(Collection entries)
*** Begin section ***

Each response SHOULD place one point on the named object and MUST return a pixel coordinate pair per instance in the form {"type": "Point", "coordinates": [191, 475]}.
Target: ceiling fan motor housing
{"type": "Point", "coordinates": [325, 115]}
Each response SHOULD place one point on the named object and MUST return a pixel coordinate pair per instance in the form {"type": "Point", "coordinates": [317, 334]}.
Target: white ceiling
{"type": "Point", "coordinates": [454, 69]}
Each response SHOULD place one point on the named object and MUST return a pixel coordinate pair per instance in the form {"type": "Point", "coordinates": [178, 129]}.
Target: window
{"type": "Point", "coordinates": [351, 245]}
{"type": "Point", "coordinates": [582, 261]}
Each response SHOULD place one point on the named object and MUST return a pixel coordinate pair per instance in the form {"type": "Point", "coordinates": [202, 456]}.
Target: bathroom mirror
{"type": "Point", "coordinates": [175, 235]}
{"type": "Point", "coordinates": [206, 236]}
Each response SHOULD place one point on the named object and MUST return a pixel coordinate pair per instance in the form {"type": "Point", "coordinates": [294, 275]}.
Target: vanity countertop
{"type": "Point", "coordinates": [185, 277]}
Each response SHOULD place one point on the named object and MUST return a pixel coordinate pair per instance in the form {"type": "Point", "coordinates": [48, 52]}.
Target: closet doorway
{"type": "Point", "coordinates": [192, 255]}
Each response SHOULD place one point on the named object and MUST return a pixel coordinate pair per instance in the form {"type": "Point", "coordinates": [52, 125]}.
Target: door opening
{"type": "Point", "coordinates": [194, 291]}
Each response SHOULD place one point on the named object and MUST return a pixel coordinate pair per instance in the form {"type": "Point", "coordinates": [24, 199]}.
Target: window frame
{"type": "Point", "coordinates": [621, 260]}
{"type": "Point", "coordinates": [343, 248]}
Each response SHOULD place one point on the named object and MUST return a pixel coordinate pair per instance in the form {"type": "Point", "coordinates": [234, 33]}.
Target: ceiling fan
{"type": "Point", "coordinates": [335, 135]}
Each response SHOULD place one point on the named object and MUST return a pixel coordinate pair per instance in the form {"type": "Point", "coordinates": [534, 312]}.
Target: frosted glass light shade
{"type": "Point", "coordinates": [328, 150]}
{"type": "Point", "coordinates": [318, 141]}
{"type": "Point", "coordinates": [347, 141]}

*** End section ***

Your goal = Search the entries for the word "form", then copy every line in which it is found.

Problem solution =
Each response SHOULD place one point on the named object and MUST return a pixel coordinate pair per instance in the form {"type": "Point", "coordinates": [191, 475]}.
Each response SHOULD place one point on the named object and MUST return a pixel coordinate pair per instance in the form {"type": "Point", "coordinates": [317, 334]}.
Each response SHOULD place one point on the named object and MUST return a pixel coordinate pair per instance in the form {"type": "Point", "coordinates": [178, 129]}.
Each response SHOULD place one point on the named object and MUST return a pixel coordinate pair per instance in the form {"type": "Point", "coordinates": [202, 456]}.
Each response SHOULD place one point on the named object and MUST return a pixel coordinate pair per instance in the form {"type": "Point", "coordinates": [294, 275]}.
Each response SHOULD place one point on the named object and MUST return a pixel coordinate pair per instance in the form {"type": "Point", "coordinates": [48, 52]}.
Each response SHOULD place one point on the named object and MUST return a pixel coordinate pair per instance in the form {"type": "Point", "coordinates": [52, 125]}.
Each response SHOULD place one point on the named object and MUST return a pixel coordinate pair per instance in the form {"type": "Point", "coordinates": [24, 199]}.
Each response SHOULD place one point on the named object and MUST return a pixel coordinate pair per instance in the form {"type": "Point", "coordinates": [234, 33]}.
Each response SHOULD place one point on the named object and MUST return a pixel coordinate pair per instance in the form {"type": "Point", "coordinates": [534, 312]}.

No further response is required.